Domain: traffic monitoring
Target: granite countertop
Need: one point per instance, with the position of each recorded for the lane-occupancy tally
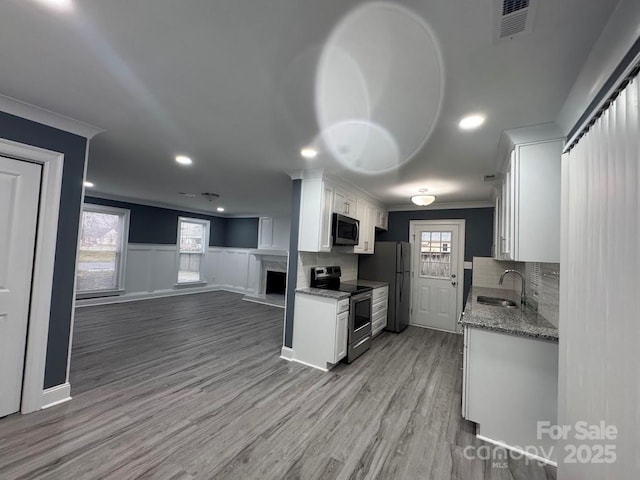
(321, 292)
(516, 321)
(367, 283)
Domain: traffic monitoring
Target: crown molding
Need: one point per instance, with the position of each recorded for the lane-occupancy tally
(441, 206)
(47, 117)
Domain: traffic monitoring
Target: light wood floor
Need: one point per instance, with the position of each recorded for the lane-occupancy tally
(192, 387)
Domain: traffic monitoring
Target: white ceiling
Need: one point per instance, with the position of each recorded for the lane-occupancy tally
(242, 86)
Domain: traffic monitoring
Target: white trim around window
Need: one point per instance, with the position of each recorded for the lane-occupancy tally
(192, 250)
(123, 238)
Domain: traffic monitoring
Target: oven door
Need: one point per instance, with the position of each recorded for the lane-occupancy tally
(360, 317)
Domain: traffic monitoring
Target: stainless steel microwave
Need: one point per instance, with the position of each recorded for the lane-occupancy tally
(346, 230)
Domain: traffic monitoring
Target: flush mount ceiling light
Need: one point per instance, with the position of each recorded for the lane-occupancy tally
(423, 200)
(309, 152)
(471, 122)
(60, 5)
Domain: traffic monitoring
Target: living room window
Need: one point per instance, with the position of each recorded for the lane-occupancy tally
(193, 240)
(103, 245)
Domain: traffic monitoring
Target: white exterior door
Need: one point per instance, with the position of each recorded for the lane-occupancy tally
(19, 197)
(435, 274)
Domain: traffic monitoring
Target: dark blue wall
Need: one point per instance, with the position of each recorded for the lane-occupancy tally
(478, 231)
(73, 147)
(241, 233)
(160, 225)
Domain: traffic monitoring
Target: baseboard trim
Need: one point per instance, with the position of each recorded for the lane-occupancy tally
(56, 395)
(309, 365)
(517, 450)
(134, 297)
(286, 353)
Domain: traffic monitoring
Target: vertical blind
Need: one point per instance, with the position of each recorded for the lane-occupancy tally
(600, 284)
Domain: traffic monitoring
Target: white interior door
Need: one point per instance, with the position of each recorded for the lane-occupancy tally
(435, 275)
(19, 196)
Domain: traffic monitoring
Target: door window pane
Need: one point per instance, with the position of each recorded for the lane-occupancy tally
(435, 254)
(101, 246)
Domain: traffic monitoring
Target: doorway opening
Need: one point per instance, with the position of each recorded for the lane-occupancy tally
(437, 273)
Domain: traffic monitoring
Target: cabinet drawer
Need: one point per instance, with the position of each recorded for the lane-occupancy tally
(380, 293)
(379, 306)
(343, 305)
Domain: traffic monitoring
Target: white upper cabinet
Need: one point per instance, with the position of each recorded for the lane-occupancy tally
(528, 220)
(344, 203)
(364, 213)
(316, 207)
(381, 219)
(320, 198)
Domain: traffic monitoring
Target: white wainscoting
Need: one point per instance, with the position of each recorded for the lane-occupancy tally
(151, 271)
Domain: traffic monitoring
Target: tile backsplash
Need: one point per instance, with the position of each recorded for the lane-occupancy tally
(348, 263)
(544, 296)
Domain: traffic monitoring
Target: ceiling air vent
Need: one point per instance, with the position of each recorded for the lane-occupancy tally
(513, 18)
(493, 177)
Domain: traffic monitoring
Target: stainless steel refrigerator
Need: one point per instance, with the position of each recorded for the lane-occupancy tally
(391, 263)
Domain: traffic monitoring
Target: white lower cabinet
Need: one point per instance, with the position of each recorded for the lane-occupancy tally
(380, 299)
(510, 383)
(320, 330)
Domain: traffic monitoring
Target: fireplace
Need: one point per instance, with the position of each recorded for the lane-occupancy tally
(276, 282)
(270, 280)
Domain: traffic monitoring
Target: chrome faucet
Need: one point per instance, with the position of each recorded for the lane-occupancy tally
(523, 295)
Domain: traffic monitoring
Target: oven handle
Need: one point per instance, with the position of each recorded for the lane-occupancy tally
(361, 342)
(361, 296)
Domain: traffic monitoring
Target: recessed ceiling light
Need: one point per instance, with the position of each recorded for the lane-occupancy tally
(471, 121)
(423, 200)
(61, 5)
(309, 152)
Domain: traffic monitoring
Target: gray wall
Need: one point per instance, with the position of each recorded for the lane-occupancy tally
(292, 267)
(73, 147)
(478, 231)
(160, 225)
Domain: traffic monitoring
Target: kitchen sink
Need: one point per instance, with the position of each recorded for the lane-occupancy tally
(497, 302)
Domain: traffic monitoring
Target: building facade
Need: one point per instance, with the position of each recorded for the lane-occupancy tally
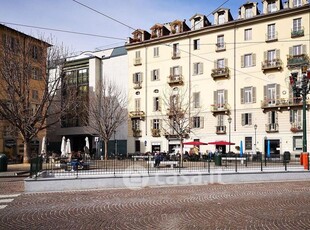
(22, 58)
(83, 75)
(235, 73)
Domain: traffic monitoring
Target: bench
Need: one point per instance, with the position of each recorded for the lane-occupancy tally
(135, 158)
(241, 159)
(172, 164)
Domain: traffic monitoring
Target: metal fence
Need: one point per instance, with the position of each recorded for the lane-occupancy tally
(61, 167)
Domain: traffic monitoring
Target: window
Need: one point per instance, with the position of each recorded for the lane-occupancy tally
(248, 143)
(156, 104)
(220, 42)
(271, 93)
(296, 117)
(156, 51)
(137, 104)
(197, 122)
(198, 68)
(221, 18)
(272, 7)
(271, 32)
(196, 44)
(137, 77)
(220, 97)
(35, 94)
(248, 95)
(247, 34)
(136, 124)
(176, 51)
(156, 124)
(248, 12)
(155, 75)
(196, 99)
(297, 3)
(246, 119)
(297, 143)
(248, 60)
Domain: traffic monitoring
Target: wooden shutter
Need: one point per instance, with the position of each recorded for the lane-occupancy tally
(242, 95)
(254, 94)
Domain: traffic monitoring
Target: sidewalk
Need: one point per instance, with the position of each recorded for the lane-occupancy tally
(16, 170)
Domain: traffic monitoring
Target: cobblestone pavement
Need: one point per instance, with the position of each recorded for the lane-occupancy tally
(281, 205)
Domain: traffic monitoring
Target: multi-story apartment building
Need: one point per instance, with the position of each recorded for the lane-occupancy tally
(23, 58)
(231, 68)
(84, 74)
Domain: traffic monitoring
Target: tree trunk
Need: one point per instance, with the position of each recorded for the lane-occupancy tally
(105, 150)
(26, 156)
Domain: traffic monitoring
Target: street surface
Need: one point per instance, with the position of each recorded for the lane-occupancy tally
(280, 205)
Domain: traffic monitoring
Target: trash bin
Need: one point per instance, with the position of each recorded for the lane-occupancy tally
(3, 163)
(286, 156)
(218, 160)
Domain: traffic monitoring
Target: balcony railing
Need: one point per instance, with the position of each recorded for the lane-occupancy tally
(285, 103)
(297, 60)
(270, 37)
(136, 133)
(272, 128)
(175, 80)
(156, 132)
(220, 73)
(137, 85)
(296, 127)
(220, 108)
(271, 64)
(297, 32)
(221, 129)
(137, 61)
(220, 46)
(137, 115)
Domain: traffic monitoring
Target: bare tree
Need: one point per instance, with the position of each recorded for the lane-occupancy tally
(107, 111)
(27, 90)
(178, 121)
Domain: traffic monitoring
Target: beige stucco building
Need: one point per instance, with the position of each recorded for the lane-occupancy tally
(237, 68)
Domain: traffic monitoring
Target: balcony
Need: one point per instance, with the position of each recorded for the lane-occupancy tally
(221, 129)
(297, 60)
(272, 128)
(137, 115)
(220, 109)
(156, 132)
(275, 64)
(271, 37)
(137, 85)
(282, 103)
(137, 61)
(295, 33)
(220, 73)
(136, 133)
(176, 55)
(296, 127)
(220, 47)
(174, 80)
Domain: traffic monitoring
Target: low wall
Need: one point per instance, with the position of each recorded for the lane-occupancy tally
(52, 184)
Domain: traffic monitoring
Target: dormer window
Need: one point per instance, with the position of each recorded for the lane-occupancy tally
(271, 7)
(221, 18)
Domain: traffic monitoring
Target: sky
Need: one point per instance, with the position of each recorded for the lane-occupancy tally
(70, 15)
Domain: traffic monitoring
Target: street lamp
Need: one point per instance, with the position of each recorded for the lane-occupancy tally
(255, 127)
(301, 87)
(229, 121)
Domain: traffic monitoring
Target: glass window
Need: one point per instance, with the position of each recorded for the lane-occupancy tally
(247, 34)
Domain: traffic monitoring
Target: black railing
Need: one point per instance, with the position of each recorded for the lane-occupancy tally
(144, 164)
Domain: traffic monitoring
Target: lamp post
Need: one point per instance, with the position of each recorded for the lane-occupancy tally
(255, 127)
(229, 122)
(301, 86)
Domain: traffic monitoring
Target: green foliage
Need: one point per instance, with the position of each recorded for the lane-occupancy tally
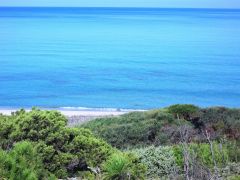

• EXERCISE INSTRUCTIONS
Check every line of the records above for the string "lamp". Copy those that hold it.

• ANSWER SPACE
Target: street lamp
Target: lamp post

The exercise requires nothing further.